▶ [Passage]:
---+---

|Title||The Back Dial and Back Plate Inscriptions|
|Publication Type||Journal Article|
|Year of Publication||2016|
|Authors||Anastatsiou, Magdalini, Bitsakis Yanis, Jones Alexander, Steele John M., and Zafeiropoulou Mary|
The rear face of the Mechanism consisted of a rectangular “Back Plate“ dominated by two large spiral dials. The upper five-turn Metonic Dial represented a 235-lunar-month calendrical cycle while the lower four-turn Saros Dial represented a 223-lunar-month eclipse prediction cycle. A subsidiary quadrant “Games“ dial was situated inside the Metonic Dial, and a subsidiary three-sector Exeligmos Dial inside the Saros Dial. Preserved text inscribed around the dials (from the lower right quarter of the plate), probably representing about a quarter of the original inscription, provided further information associated with the predictions of eclipses. This paper describes the reconstruction from the Mechanism’s fragments of the surviving parts of the text on the plate and its dials, giving transcriptions and translations. The Metonic Dial inscriptions imply a calendrical scheme similar to that described by Geminos. It was intended to be a version of the calendar of Corinth as it was practiced either at Corinth itself or in some locality of Epirus. The Games dial shows six competitions, four Panhellenic (Olympics, Pythian, Isthmian, and Nemean) plus Naa (Dodona) and very probably Halieia (Rhodes). On the Saros dial there were probably originally about 50 or 51 month cells with a lunar and/or solar eclipse prediction, each carrying a “glyph“ and an index letter. Predicted eclipse times (in equinoctial hours) on the glyphs were calculated as times of true syzygy according to solar and lunar models that both involved anomaly, with the simple Exeligmos dial extending the predictions over three or more Saros cycles. We are reluctant to base a firm construction date on interpretation of the eclipse cycles. The additional information referred to by index letters from the Saros dial was grouped into paragraphs; that for lunar eclipse prediction probably ran down one side of the plate, and that for solar eclipse prediction down the other. Statements about direction may imply a meteorological aspect by referring to predictions of winds attending the eclipses. Five references to colour and size at eclipse are the only Greco-Roman source known to us that suggests prediction of eclipse colors, and might conceivably be linked with astrology.

---+---

▶ [Your task]:
Answer these questions from the abstract on the back dial inscriptions.
1. How many lunar months does the Metonic Dial represent?
2. How many competitions does the Games dial show?
3. How many references to color and size at eclipse are there?

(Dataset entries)
---+---

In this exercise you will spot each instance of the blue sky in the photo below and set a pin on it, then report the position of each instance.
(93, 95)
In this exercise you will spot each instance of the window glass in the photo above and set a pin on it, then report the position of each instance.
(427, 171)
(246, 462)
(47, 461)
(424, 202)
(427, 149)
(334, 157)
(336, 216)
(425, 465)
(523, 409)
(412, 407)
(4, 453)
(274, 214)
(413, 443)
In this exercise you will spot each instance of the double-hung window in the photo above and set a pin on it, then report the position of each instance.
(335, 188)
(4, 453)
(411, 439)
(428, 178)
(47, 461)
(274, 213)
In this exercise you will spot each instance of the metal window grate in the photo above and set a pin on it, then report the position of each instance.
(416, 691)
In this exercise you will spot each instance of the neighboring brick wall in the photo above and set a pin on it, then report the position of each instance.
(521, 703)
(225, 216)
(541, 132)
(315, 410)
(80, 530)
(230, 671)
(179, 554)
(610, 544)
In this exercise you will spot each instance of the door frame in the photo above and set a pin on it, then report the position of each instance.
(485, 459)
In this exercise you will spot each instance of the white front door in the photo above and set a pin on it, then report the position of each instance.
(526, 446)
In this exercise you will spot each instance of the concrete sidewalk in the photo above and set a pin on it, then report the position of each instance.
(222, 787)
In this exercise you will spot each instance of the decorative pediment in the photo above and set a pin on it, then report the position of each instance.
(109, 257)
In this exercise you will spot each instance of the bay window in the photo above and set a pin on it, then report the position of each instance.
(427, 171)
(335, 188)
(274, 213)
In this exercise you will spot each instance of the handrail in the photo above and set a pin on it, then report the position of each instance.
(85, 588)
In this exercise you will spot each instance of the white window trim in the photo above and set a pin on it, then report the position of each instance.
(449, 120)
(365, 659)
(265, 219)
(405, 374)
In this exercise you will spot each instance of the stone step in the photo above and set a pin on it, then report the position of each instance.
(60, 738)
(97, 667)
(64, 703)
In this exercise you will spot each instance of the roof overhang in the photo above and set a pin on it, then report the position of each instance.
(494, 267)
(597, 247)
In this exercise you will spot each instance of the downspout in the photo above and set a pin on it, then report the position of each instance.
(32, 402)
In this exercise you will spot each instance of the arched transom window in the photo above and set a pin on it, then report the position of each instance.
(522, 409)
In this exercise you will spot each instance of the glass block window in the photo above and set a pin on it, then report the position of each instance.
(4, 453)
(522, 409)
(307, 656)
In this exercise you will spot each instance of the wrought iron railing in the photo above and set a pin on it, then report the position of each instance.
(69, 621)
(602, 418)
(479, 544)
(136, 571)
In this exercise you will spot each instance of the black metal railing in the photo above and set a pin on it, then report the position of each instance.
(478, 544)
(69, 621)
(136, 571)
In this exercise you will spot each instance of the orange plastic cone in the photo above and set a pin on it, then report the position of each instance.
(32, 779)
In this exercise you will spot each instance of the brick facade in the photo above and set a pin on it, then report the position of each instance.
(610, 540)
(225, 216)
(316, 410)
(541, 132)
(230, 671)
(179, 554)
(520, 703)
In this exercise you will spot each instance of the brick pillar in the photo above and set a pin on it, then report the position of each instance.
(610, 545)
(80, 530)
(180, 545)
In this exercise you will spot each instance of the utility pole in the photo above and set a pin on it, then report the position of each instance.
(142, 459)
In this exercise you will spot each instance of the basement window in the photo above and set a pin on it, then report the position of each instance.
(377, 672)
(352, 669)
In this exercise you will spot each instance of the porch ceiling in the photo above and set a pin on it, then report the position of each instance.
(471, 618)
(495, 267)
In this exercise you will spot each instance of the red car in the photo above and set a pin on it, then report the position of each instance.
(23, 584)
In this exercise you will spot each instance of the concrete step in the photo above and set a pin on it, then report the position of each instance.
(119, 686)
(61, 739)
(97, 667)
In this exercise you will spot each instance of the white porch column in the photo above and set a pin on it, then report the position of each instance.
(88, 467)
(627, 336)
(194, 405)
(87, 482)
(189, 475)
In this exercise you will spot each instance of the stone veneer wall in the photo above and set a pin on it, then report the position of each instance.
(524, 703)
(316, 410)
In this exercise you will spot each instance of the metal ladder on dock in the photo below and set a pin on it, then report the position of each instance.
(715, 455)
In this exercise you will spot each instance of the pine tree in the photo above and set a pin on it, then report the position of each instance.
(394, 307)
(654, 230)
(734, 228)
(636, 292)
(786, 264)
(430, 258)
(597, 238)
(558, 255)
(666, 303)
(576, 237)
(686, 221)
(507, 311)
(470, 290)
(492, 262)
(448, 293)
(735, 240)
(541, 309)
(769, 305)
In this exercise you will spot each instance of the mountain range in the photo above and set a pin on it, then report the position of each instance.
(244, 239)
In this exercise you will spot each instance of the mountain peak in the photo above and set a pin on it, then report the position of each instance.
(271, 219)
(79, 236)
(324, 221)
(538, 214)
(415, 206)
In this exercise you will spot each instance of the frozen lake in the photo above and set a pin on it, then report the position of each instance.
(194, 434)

---+---

▶ [Reply]:
1. 235 lunar months.
2. Six competitions.
3. Five references.